### Work task
Omit every picture and return the rest of the data unaltered.

### Stored data
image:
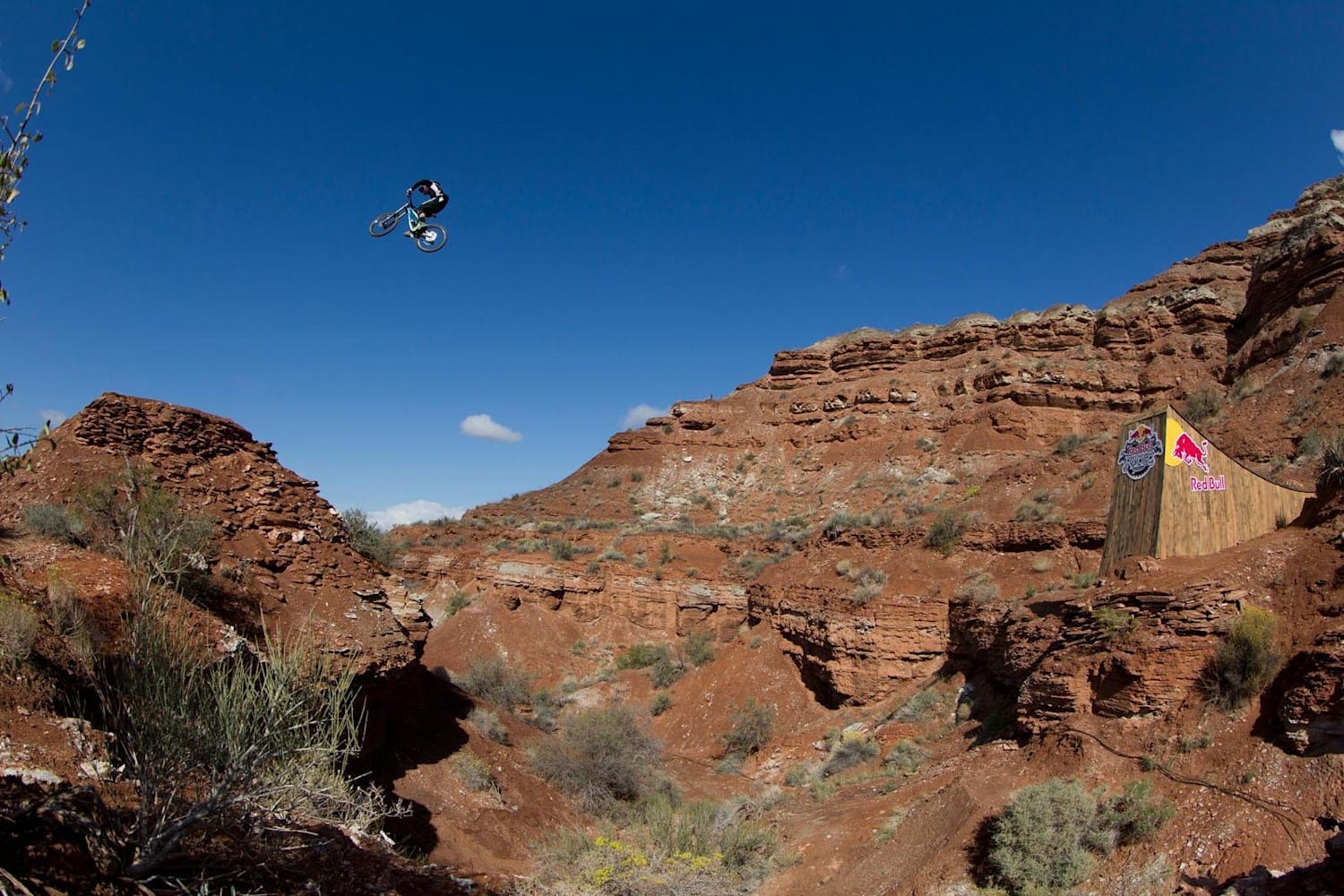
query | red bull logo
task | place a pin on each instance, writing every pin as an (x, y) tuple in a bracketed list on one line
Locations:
[(1185, 449)]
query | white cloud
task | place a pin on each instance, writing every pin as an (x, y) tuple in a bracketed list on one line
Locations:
[(483, 427), (636, 417), (414, 512)]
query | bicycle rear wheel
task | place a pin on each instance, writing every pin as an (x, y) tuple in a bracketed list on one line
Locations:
[(430, 238)]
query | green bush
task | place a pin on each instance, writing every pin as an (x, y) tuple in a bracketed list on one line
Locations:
[(752, 726), (1115, 624), (457, 600), (1069, 444), (18, 630), (475, 772), (488, 724), (492, 680), (906, 756), (981, 589), (849, 748), (228, 742), (946, 530), (640, 656), (136, 519), (1039, 508), (1040, 841), (667, 669), (1203, 405), (699, 648), (1247, 659), (675, 849), (1045, 840), (367, 538), (870, 584), (602, 758), (56, 521), (1133, 815), (1332, 461)]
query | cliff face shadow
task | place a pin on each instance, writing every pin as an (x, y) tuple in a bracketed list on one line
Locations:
[(410, 719)]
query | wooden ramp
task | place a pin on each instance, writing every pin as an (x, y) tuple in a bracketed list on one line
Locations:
[(1175, 495)]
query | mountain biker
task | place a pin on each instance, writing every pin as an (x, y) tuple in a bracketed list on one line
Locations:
[(432, 206)]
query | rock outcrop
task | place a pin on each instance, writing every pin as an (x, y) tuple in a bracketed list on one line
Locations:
[(281, 546)]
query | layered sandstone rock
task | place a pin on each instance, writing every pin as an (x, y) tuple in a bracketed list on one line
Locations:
[(281, 546)]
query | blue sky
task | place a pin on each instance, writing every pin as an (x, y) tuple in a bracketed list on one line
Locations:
[(647, 202)]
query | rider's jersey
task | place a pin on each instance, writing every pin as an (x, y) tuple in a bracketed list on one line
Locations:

### Solution below
image:
query | red bull logo
task | place a pin on each instance, writing every pin as an (x, y) tuple in a bracketed list on one line
Locations:
[(1185, 449)]
query | white cloud
task | place a pin on each instance, writing every pin as an (x, y) tuple in a bracketed list on one line
Locations:
[(483, 427), (636, 417), (414, 512)]
query | bicycle rear wheel
task | place a pin on each instance, writing every pin as an (x, y) tuple in a bracketed list on one line
Locations:
[(430, 238)]
query | green bush
task | place a pin on each instance, writing every pin as an (x, y) tuple in a bracketed list on one line
Locations:
[(752, 726), (1115, 624), (457, 600), (1069, 444), (18, 630), (475, 772), (488, 724), (492, 680), (906, 756), (981, 589), (849, 748), (228, 742), (946, 530), (640, 656), (136, 519), (1039, 508), (1040, 841), (667, 669), (1203, 405), (699, 648), (1247, 659), (675, 849), (1045, 840), (367, 538), (870, 584), (602, 758), (56, 521), (1133, 815), (1332, 461)]
query | cliff face shadow
task | place a pin on each instance, writing every pin as an (x, y) tuple in a bracketed list on one line
Locations:
[(410, 719)]
query | wooden ramp
task | place a pin on each instance, writing every pin as an (x, y) tuple in a bracketed list on one line
Locations:
[(1175, 495)]
query | mountain biker
task | place a pin on each instance, writing every pin as an (x, y) tuple in a bracketed list on one line
Locations:
[(432, 206)]
query | rock outcrop
task | place a pin on each instance, writing every pin as an (x, y) tuple in a bracketed list on one line
Locations:
[(281, 546)]
query | layered sandstone rock
task | place a pin on each instance, writing every pin as an (x, y) tuple in a bracketed list on one line
Locations:
[(281, 546)]
query | blue sky
task | place a pin on each instance, writing every pin as an (x, y) tuple in a bracketed list on one line
Locations:
[(647, 202)]
query | rider's jersey
task | place a pin on each instance, writing every pin as an (x, y) tuple in a bracketed list on one line
Locations:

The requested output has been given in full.